▶ **What you will do**
- a) Set down, word for word, the stretch of the op-ed on business continuity plans from "Firstly, its eminently" through "business continuity plan.".
- b) Answer these questions using the op-ed on business continuity plans:
(i) According to the op-ed, what does a disaster recovery plan primarily involve?
(ii) What position does the op-ed give for Chloe Demrovsky?
(iii) In the quoted remark, what percentage of the workforce being out sick should a company plan for?

Passage to read: Begin

Op-Ed: Pivot or Perish

Op-Ed: Pivot or Perish
Derek Smith Jr, CAMS

Throughout this series, Compliance officer Derek Smith will address key aspects of a robust Business Continuity Plan (BCP) inclusive of how to develop a BCP, identifying what internal and external factors should be considered in its implementation, and corporate governance surrounding BCPs.

By Derek Smith Jr

Since the onset of the COVID-19 pandemic and increasingly after the first release in this series, I have had numerous conversations surrounding business continuity plans (‘BCPs’). What was evident were apparent deficiencies surrounding scenarios other than cyber-attacks and natural disasters.

Firstly, its eminently important to distinguish bet ween BCPs and disaster recovery plans. A BCP is simply a strategic management process aimed at minimizing the social and economic fallout in a company due to disruptions in normal business activities. On the other hand, a disaster recovery plan is one singular aspect of a BCP that primarily involves restoring essential systems and processes post a disaster.

If your company has no business continuity plan or one that has not been recently updated, let’s discuss key aspects needed to produce and implement a viable business continuity plan. 

Team Roles & Responsibilities

Identify key staff at every level of your organization.  Unfortunately, it is too advantageous to imagine that during a crisis your organization can sustain all employees. However, plan based on pivotal roles and responsibilities. Your BCP team should include representation of your organization’s executive leadership, human resources, finance, information technology, legal, business and/product lines and regulatory required positions.  Ensure that team leads are identified, aware of the responsibilities for themselves and their teams. These teams should be involved in ongoing planning.

Risk Assessments (‘RA’) & Business Impact Analysis (‘BIA’)

Pinpoint risks that are both inherent (automatic) and residual (after mitigating controls are implemented) – then amplify them. Forbes senior contributor Chloe Demrovsky in a recent article noted and I agree, “you should think about how you can continue to operate if 35-40 percent of your workforce is out sick.” I must add that a BCP without both an RA and BIA is ultimately planning to fail during a crisis. An organization should simulate various treats to their business such as man-made disasters, utility failures, cyber-security attacks, natural disasters, intentional sabotage and endemics that can heighten to pandemics. This allows the organization to identify deficiencies in both risk mitigation strategies and core business functions allowing you to design the most logical and realistic plan while keeping in mind the associated risks.

Passage to read: End
Data extracts: Begin

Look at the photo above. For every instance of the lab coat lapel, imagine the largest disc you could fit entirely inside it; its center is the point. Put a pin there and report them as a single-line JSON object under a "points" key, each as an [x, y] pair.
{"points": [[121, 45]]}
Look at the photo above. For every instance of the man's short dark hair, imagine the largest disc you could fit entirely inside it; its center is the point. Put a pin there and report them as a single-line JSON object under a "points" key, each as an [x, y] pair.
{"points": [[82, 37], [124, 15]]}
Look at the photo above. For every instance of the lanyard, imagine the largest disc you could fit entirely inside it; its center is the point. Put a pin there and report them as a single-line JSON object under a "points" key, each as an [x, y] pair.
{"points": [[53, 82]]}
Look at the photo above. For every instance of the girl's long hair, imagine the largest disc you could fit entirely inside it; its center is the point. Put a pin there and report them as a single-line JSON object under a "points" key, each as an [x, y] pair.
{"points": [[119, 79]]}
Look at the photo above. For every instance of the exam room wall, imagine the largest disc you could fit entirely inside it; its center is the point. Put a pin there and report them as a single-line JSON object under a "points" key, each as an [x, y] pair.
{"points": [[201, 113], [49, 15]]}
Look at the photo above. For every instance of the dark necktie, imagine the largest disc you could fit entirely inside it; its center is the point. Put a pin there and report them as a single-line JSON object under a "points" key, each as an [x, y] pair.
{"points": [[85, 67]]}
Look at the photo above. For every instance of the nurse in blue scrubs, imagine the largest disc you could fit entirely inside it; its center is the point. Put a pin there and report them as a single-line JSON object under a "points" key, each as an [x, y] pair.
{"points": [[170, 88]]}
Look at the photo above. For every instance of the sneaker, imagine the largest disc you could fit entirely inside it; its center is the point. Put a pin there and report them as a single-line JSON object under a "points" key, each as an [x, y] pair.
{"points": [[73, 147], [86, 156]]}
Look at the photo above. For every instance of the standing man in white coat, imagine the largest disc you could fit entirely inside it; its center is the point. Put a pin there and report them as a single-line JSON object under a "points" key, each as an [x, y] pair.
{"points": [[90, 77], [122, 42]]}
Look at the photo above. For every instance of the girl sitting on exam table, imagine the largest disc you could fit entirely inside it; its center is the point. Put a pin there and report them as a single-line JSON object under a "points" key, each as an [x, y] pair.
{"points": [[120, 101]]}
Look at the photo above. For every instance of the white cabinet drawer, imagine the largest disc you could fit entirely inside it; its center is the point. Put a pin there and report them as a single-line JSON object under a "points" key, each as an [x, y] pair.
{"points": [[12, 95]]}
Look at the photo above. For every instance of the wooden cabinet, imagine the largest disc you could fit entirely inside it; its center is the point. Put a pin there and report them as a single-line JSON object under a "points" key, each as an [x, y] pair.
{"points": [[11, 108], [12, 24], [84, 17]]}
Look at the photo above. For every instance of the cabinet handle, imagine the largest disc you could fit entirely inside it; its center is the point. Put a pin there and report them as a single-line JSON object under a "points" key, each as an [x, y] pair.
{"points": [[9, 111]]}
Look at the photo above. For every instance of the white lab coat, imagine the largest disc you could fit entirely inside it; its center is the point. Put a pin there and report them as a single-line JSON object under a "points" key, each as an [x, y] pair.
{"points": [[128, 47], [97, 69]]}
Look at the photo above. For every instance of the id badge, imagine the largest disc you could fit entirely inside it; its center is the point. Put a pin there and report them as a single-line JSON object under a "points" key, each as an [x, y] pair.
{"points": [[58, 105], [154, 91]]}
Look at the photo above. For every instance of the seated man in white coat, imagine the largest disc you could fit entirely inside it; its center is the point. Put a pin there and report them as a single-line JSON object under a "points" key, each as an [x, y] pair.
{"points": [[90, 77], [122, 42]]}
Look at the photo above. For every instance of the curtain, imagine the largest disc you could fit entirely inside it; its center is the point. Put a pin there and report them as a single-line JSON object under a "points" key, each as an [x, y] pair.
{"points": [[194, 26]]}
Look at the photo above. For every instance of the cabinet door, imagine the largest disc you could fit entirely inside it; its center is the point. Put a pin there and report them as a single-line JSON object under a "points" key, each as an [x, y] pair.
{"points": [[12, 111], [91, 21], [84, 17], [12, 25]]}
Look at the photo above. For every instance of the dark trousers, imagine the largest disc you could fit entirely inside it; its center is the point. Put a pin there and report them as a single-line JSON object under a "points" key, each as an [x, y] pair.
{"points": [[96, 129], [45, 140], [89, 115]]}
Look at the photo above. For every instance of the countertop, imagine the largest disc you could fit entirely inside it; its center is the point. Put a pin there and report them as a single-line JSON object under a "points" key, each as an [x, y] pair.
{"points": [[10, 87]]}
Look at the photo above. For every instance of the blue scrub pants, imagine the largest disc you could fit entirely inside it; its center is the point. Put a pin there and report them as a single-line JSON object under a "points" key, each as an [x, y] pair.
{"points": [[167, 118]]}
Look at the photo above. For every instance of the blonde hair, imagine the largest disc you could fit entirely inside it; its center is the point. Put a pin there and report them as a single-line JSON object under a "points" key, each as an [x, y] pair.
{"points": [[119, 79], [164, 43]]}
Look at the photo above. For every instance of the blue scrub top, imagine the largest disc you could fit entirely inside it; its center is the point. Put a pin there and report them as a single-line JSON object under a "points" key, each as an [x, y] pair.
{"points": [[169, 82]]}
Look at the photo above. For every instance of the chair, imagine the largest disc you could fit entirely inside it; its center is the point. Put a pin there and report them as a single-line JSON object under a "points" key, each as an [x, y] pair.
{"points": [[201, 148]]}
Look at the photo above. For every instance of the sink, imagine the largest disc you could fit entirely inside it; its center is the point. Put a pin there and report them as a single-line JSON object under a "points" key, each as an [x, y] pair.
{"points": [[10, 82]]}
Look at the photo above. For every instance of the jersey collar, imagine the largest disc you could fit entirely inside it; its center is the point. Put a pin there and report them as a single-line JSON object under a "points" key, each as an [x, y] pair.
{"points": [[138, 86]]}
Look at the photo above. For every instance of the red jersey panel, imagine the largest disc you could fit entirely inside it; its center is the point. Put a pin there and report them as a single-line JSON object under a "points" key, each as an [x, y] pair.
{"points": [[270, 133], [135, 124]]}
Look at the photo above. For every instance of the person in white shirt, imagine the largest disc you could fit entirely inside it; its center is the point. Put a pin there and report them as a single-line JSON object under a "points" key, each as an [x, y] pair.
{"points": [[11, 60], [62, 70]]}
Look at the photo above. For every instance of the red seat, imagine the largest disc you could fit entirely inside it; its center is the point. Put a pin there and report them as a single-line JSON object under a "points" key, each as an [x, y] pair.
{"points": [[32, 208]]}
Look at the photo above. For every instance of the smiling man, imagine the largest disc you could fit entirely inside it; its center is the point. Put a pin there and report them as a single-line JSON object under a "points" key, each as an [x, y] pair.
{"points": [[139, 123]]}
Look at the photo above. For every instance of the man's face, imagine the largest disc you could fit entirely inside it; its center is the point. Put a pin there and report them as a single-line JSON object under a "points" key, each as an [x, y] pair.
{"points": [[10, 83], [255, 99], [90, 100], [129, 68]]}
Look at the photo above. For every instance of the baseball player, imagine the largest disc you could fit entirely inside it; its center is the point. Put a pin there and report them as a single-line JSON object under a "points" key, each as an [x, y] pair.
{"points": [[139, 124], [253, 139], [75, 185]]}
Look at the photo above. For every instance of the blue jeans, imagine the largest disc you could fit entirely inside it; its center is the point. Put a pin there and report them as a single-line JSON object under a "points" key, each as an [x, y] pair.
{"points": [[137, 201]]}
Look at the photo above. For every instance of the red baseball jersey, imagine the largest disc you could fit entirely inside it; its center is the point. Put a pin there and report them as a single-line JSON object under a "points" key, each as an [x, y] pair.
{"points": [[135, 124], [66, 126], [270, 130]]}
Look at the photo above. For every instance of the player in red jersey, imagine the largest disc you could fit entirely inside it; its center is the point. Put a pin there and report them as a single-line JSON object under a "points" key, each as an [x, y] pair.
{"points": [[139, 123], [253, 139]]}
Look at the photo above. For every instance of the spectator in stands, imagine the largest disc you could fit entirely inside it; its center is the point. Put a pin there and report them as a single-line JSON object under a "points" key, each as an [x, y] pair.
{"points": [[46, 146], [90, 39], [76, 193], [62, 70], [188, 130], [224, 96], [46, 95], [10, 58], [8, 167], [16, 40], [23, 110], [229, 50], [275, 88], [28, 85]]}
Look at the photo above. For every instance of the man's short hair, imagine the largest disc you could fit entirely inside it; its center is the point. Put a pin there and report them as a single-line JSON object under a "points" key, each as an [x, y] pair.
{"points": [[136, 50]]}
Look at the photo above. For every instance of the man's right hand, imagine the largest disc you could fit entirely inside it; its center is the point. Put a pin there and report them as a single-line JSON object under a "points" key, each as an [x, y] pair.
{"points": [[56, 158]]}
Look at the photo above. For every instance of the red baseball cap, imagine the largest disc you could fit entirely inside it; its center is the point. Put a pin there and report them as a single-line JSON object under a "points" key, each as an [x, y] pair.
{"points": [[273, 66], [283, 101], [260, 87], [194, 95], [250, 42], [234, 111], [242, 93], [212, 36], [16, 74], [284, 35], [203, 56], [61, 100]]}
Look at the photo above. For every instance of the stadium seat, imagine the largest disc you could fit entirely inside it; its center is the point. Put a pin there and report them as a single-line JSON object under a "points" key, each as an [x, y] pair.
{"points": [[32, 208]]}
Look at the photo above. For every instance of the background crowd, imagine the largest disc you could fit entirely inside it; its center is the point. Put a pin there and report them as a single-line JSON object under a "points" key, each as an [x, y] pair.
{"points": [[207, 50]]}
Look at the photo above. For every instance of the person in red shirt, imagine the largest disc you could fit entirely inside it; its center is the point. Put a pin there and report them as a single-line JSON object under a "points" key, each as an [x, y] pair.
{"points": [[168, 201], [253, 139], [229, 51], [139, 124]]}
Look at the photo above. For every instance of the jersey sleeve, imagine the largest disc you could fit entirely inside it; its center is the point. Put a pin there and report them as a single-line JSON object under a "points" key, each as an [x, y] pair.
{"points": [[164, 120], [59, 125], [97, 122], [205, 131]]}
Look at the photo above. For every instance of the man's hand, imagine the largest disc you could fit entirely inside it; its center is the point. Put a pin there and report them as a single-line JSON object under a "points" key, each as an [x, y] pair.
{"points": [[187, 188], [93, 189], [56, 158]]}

Data extracts: End

▶ **List of answers**
- a)
Firstly, its eminently important to distinguish bet ween BCPs and disaster recovery plans. A BCP is simply a strategic management process aimed at minimizing the social and economic fallout in a company due to disruptions in normal business activities. On the other hand, a disaster recovery plan is one singular aspect of a BCP that primarily involves restoring essential systems and processes post a disaster.

If your company has no business continuity plan or one that has not been recently updated, let’s discuss key aspects needed to produce and implement a viable business continuity plan.

- b)
(i) Restoring essential systems and processes after a disaster.
(ii) Forbes senior contributor.
(iii) 35-40 percent.